** TRECHO DO TEXTO **
*-*-*
Quando se fala em política no Brasil, as figuras fantasmagóricas que tanto assombraram o país em tempos não muito longínquos não podem ser desprezadas, nomes certamente deixarei para as conclusões individuais, exaltando-as como “raposas felpudas” ou carinhosamente “felpudas”.

A influência ou o legado maligno deixado por esses verdadeiros abutres da nossa História ainda trazem sequelas aparentemente incuráveis no seio do povo brasileiro, tão carente de formação política e dependente das migalhas populistas, portanto acredito fundamental rever o passado, para entender o presente e talvez alterar o futuro.

Toda a parafernália jurídica que enfeita o processo político eleitoral brasileiro, oriunda da enviesada construção da “Constituição Cidadã” trouxeram, na verdade, um emaranhado confuso de regras que exaltam e referendam um sistema comprovadamente viciado para estabelecer uma infinidade de incoerências que inviabilizam qualquer possibilidade de renovação no plantel parlamentino.

Trocando em miúdos, trata-se de um jogo cujas regras são adequadas, a cada partida, para sacramentar o ou os interesses daqueles que já estão de posse do poder, uma infinidade de regras em branco, que instrumentaliza as lacunas deixadas, provavelmente de propósito, legitimando os concursos conforme a autopreservação recomenda.
*-*-*
** TRECHOS DAS LINHAS **
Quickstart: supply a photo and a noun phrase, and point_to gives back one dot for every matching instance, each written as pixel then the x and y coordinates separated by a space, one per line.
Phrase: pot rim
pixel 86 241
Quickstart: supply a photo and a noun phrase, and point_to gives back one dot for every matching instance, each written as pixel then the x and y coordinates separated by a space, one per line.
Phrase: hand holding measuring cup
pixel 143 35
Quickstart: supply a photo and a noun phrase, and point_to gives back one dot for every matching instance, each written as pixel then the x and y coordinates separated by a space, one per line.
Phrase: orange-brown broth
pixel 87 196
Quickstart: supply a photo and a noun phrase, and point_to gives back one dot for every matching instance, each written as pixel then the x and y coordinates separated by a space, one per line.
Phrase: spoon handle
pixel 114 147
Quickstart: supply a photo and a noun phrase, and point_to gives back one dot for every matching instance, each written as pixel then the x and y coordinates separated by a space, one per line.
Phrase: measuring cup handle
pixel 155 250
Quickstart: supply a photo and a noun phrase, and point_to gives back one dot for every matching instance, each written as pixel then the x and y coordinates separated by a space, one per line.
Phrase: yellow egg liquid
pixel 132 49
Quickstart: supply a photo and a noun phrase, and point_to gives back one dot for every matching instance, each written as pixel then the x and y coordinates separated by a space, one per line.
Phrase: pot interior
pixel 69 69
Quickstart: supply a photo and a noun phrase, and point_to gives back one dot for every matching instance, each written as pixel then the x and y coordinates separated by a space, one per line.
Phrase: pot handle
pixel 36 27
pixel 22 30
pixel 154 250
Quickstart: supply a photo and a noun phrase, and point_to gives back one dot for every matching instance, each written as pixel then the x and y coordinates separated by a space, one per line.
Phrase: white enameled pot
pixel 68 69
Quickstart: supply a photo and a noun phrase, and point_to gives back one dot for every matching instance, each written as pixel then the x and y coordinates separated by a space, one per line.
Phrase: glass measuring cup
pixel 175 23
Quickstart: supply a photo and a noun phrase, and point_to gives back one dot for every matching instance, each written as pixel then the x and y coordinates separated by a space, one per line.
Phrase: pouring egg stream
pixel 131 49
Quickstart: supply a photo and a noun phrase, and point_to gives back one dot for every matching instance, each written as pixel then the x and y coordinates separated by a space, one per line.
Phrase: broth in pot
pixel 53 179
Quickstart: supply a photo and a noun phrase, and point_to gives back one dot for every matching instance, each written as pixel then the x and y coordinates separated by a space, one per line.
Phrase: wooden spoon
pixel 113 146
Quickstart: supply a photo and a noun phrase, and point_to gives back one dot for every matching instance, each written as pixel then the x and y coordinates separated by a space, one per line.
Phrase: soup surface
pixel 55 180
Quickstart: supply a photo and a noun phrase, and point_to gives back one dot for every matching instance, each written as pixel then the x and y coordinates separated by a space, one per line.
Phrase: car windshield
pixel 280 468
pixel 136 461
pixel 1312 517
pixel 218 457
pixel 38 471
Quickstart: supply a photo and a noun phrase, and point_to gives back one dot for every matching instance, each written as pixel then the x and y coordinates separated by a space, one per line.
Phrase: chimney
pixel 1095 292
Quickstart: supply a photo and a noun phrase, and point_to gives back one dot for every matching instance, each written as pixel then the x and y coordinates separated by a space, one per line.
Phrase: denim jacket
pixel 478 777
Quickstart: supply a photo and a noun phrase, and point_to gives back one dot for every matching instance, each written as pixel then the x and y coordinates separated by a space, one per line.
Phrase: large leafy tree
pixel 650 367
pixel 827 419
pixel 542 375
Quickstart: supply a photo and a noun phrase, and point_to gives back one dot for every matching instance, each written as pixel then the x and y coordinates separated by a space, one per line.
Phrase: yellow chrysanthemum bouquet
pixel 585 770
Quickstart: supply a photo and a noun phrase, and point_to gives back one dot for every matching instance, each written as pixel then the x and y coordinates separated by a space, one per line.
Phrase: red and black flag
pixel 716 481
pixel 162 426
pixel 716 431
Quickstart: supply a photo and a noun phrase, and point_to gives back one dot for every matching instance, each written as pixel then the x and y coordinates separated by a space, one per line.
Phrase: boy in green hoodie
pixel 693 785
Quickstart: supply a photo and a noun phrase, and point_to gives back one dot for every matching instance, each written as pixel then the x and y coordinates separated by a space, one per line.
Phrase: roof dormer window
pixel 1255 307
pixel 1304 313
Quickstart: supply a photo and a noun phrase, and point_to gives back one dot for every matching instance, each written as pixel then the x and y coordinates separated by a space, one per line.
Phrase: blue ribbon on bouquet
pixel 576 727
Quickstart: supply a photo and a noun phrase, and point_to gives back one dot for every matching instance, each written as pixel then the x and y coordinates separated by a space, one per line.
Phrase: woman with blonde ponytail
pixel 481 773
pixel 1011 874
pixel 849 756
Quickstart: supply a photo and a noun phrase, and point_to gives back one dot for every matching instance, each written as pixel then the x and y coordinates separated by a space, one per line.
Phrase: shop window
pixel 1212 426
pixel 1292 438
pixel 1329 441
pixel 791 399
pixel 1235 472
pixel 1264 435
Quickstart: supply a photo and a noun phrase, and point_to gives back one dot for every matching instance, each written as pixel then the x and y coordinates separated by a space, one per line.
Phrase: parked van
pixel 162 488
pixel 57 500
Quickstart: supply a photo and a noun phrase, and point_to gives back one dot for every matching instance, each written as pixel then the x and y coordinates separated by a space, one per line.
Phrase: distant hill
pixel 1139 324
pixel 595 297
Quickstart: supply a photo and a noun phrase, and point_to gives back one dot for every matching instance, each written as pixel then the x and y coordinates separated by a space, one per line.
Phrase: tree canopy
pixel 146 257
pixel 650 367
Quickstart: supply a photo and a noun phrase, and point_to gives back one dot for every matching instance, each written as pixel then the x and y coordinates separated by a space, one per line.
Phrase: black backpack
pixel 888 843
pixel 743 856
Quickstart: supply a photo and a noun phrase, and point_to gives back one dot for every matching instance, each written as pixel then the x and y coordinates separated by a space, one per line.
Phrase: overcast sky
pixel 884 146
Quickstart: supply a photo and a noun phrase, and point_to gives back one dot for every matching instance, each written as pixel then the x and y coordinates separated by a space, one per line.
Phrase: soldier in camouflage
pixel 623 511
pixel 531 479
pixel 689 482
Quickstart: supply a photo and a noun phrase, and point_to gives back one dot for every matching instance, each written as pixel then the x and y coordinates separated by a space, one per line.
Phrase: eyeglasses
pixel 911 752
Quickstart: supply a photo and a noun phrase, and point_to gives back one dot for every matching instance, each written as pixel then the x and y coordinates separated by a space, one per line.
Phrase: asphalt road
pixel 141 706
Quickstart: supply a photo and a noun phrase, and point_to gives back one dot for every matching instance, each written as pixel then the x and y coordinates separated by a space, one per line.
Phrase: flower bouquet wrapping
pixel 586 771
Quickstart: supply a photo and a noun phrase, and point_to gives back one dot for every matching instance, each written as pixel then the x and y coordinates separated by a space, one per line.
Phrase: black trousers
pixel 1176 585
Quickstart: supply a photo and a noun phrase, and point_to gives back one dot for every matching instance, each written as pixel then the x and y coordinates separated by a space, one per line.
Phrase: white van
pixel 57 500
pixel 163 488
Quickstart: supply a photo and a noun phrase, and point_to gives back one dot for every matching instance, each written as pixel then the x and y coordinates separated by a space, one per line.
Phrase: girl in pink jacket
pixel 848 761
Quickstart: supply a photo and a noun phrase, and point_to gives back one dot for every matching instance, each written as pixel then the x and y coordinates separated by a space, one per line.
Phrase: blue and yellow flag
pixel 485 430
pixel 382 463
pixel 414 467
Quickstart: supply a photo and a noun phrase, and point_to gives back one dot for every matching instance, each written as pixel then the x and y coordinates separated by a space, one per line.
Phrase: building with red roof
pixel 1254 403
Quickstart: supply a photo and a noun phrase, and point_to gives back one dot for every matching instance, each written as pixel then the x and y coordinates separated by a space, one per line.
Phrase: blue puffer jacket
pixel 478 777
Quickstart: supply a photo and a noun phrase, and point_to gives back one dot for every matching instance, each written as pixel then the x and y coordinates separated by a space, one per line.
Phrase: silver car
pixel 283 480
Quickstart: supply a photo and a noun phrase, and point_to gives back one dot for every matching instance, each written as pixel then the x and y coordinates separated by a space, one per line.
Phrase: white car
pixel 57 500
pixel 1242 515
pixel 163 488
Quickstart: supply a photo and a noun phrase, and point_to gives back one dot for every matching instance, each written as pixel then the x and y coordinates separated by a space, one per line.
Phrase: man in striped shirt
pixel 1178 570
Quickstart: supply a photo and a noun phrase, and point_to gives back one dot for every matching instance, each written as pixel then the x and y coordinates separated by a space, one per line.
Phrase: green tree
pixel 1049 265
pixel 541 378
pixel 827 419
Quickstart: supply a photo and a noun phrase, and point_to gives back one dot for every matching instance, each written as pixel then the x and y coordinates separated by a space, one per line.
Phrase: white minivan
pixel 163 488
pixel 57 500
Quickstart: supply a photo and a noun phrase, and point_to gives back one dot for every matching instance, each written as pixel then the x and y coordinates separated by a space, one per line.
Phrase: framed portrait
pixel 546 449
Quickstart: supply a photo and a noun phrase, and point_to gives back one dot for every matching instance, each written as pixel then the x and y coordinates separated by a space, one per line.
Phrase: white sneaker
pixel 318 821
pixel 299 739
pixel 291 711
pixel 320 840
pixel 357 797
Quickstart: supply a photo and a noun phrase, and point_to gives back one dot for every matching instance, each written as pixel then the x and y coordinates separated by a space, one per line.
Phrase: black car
*-*-*
** AÇÕES NECESSÁRIAS **
1. Por favor, repita fielmente a parte do trecho do texto sobre política no Brasil que abre com as palavras que contêm "Toda a parafernália" e fecha com "no plantel parlamentino.".
2. Condense em até duas frases o parágrafo do trecho do texto iniciado por "Trocando em miúdos", preservando seus fatos principais.
As linhas formam um material à parte, sem ligação com o trecho do texto.

** RESPOSTAS **
1.
Toda a parafernália jurídica que enfeita o processo político eleitoral brasileiro, oriunda da enviesada construção da “Constituição Cidadã” trouxeram, na verdade, um emaranhado confuso de regras que exaltam e referendam um sistema comprovadamente viciado para estabelecer uma infinidade de incoerências que inviabilizam qualquer possibilidade de renovação no plantel parlamentino.

2. O processo é um jogo cujas regras se ajustam a cada partida para garantir os interesses de quem já está no poder. Há muitas regras em branco que exploram lacunas, provavelmente deixadas de propósito, legitimando as disputas conforme a autopreservação recomenda.